### WHAT NEEDS TO BE DONE:
Your answer must be the line holding "Locate all instances of boat" followed by every later line through the end of the entries, exactly as written.

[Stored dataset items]
**********

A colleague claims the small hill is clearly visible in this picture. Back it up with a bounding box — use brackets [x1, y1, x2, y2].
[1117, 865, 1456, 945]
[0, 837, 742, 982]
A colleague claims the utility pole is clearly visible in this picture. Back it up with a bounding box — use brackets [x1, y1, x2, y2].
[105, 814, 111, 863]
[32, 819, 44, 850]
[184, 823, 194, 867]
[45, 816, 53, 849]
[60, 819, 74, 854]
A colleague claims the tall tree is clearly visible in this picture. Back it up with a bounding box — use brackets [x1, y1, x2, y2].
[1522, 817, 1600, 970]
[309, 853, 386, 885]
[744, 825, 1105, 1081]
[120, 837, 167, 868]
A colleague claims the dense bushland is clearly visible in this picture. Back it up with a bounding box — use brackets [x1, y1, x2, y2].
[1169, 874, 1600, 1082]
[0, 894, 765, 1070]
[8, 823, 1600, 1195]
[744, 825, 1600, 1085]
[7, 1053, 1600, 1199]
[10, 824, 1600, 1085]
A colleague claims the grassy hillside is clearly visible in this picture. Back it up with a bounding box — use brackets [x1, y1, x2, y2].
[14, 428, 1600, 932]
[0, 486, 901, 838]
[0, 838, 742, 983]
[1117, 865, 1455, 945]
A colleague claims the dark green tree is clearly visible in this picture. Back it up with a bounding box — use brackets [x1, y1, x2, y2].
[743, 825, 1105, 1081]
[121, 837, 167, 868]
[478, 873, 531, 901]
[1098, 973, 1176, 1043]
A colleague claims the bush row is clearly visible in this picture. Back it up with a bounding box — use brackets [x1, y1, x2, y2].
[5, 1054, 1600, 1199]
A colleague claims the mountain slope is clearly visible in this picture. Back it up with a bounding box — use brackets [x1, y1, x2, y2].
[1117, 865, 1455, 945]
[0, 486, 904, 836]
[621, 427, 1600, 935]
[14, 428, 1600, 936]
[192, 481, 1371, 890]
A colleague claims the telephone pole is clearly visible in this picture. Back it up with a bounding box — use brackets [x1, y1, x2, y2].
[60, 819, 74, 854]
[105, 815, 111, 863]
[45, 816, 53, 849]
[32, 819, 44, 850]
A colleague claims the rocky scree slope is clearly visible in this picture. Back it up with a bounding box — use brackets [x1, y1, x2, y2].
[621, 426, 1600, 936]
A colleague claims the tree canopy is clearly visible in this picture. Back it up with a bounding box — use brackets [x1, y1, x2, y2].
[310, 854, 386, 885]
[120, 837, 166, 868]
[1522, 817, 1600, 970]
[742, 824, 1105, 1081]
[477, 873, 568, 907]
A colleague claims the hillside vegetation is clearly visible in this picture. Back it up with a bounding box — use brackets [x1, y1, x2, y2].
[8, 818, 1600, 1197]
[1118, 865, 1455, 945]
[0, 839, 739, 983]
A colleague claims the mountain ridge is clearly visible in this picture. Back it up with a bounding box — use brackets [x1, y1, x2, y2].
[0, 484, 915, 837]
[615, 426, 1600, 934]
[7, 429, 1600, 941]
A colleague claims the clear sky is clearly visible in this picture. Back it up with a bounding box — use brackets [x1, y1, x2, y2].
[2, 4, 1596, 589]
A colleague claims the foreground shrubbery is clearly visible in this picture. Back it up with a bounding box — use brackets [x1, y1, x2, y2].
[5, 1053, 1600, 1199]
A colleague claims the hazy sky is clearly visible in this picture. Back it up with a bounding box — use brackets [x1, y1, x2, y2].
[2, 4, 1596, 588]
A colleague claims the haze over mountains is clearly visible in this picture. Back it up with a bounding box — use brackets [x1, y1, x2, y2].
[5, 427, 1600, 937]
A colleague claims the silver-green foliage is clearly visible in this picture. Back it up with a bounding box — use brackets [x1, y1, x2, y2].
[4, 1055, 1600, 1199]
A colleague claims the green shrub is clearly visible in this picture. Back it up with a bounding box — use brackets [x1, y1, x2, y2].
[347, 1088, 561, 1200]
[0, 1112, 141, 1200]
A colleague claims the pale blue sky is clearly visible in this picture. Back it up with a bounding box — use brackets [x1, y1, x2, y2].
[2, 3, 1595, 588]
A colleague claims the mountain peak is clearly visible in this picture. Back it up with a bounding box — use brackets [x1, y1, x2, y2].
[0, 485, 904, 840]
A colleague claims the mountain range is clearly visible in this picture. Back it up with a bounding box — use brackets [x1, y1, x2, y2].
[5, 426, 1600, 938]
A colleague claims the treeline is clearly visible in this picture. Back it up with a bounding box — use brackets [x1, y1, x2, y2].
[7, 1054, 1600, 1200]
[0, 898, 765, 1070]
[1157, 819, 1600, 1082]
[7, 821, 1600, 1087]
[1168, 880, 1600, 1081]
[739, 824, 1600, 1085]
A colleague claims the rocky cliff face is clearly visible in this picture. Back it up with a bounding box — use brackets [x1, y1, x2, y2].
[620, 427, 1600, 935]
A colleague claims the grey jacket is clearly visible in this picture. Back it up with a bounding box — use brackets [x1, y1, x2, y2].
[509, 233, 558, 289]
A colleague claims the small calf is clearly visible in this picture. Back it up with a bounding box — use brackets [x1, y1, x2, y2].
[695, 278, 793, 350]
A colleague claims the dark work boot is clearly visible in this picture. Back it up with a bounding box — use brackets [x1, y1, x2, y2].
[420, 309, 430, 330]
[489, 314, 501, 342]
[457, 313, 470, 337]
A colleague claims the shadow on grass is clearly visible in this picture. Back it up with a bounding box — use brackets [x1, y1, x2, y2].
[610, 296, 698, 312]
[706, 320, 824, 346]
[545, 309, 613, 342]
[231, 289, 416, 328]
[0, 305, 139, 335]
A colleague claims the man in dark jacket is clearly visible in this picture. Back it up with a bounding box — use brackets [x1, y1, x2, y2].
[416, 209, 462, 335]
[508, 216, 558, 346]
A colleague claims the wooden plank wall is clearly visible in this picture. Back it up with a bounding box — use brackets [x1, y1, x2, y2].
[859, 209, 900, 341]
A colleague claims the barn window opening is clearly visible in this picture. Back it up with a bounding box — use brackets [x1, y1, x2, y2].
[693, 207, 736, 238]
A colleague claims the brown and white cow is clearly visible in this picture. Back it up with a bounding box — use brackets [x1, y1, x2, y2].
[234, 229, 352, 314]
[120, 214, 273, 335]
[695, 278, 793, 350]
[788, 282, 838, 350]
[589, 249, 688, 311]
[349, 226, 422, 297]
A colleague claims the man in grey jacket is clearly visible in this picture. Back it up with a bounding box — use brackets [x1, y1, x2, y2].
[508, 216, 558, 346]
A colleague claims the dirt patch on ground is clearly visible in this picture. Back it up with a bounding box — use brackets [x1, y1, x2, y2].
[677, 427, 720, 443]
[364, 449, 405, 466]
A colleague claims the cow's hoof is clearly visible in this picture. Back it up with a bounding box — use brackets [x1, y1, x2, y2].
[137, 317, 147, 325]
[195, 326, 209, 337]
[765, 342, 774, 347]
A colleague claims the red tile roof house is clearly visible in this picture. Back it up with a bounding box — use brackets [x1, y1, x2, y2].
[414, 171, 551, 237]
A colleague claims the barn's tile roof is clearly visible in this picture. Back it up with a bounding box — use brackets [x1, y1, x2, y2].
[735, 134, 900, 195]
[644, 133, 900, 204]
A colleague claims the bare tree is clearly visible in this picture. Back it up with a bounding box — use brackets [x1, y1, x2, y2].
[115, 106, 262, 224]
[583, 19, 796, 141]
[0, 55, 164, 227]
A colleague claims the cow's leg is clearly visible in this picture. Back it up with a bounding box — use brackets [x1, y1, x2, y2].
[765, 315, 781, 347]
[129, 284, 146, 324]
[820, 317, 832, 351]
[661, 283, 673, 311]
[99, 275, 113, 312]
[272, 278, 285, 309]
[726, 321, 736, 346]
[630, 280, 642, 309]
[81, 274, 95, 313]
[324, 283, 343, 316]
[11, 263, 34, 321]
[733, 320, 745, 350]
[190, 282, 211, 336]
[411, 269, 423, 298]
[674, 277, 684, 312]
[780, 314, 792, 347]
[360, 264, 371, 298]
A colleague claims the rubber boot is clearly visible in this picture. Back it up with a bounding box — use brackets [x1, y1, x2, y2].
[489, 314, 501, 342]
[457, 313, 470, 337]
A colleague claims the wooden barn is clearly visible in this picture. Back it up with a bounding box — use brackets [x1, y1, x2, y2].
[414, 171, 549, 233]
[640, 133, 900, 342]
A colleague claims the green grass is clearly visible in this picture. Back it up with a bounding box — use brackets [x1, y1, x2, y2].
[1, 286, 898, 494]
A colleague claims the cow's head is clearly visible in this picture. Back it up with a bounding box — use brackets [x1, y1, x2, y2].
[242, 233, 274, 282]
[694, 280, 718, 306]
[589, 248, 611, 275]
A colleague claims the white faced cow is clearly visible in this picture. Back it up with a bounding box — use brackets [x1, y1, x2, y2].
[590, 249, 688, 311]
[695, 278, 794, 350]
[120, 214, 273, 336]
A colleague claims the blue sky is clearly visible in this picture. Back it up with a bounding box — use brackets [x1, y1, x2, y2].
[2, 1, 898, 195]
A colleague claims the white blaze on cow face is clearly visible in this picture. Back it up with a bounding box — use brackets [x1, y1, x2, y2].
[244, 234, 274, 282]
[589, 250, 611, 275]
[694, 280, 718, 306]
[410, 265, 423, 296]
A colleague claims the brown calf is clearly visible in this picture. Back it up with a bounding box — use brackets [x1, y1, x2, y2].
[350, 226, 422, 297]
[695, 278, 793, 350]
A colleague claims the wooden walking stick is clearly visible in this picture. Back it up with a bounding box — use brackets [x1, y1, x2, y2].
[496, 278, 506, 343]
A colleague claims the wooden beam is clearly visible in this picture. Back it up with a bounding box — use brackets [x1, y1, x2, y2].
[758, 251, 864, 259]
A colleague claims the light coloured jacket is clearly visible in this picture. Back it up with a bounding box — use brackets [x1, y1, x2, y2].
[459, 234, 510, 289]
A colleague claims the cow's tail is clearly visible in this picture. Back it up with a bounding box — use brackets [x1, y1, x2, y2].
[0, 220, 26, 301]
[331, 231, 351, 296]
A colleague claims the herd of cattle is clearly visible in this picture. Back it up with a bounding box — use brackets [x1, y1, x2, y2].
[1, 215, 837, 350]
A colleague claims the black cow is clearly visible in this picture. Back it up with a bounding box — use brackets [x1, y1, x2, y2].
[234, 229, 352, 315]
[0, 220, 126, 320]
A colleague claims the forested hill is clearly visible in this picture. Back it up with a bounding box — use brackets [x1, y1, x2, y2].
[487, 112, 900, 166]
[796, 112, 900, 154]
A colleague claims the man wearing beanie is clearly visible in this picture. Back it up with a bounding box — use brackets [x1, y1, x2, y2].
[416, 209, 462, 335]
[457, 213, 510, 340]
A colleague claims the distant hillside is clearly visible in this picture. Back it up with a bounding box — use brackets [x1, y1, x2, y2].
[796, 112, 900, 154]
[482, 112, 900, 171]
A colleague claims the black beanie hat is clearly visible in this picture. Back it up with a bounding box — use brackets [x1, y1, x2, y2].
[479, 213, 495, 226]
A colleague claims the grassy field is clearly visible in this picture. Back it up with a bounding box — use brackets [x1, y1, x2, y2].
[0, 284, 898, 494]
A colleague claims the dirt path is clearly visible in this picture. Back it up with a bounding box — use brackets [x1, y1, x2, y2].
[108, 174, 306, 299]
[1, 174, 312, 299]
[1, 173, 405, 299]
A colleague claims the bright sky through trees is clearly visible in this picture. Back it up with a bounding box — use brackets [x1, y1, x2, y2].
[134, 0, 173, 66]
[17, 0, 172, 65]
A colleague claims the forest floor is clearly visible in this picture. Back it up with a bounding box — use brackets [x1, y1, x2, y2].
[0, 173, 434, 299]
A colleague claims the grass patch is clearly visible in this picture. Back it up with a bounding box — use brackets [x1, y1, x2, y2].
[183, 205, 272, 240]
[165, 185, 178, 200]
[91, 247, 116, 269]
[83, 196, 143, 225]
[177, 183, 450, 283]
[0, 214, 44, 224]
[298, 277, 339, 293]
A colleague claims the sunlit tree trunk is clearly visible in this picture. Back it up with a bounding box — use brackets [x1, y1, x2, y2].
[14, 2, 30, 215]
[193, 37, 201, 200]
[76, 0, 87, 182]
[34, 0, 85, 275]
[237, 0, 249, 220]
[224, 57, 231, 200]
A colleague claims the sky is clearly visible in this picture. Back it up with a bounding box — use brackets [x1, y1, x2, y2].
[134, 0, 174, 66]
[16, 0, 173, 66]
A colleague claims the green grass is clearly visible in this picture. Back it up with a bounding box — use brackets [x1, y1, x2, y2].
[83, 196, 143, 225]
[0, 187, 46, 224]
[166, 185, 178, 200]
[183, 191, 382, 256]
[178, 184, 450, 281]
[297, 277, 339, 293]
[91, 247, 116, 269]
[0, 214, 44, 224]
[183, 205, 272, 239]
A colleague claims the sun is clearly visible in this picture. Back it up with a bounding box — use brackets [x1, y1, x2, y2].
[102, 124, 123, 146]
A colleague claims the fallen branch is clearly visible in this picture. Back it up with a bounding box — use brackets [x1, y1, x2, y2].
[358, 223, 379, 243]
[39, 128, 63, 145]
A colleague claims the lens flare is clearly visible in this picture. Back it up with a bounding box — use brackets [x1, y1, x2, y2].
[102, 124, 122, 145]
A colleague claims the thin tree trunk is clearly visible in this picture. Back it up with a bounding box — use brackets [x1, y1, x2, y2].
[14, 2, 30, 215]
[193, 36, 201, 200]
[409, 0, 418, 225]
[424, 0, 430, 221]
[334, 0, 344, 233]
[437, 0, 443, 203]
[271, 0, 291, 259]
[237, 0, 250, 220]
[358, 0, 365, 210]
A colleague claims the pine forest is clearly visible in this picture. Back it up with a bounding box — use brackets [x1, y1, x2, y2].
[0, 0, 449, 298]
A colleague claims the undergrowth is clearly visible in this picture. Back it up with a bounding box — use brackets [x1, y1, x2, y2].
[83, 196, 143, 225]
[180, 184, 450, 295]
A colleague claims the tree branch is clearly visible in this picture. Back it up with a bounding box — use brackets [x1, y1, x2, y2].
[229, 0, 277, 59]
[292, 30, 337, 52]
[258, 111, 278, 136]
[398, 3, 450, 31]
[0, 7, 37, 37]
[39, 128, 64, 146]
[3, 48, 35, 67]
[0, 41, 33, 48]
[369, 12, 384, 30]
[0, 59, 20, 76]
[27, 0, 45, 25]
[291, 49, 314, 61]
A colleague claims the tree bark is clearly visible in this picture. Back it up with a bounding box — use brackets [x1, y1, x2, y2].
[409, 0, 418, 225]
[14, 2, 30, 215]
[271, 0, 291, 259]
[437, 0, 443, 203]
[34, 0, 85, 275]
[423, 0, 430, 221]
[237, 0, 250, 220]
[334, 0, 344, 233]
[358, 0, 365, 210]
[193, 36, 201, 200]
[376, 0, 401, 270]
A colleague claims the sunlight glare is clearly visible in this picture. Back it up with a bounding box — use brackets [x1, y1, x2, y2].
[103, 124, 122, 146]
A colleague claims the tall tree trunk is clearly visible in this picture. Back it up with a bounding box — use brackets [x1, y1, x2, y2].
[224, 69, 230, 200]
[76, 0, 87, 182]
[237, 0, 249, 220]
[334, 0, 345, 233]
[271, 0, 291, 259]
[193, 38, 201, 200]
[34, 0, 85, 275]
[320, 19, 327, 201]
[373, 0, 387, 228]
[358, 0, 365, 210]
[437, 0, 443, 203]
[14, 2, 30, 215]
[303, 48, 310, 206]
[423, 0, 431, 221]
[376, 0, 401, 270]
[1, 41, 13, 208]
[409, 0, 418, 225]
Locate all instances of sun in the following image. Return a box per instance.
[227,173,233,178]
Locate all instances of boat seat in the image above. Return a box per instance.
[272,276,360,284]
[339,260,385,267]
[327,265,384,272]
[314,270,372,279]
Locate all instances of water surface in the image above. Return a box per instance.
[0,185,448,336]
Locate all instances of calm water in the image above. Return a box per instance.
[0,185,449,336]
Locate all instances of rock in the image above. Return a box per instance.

**********

### OUTPUT FOR THIS TASK:
Locate all instances of boat seat in the image above. Return a box per instance.
[272,276,360,284]
[339,260,385,267]
[327,265,384,272]
[314,270,372,279]
Locate all instances of water surface in the image above. Return a box per instance.
[0,185,448,336]
Locate all instances of calm water in the image above. Return a box per instance.
[0,185,449,336]
Locate all instances of rock in the image above. Return a box per instance.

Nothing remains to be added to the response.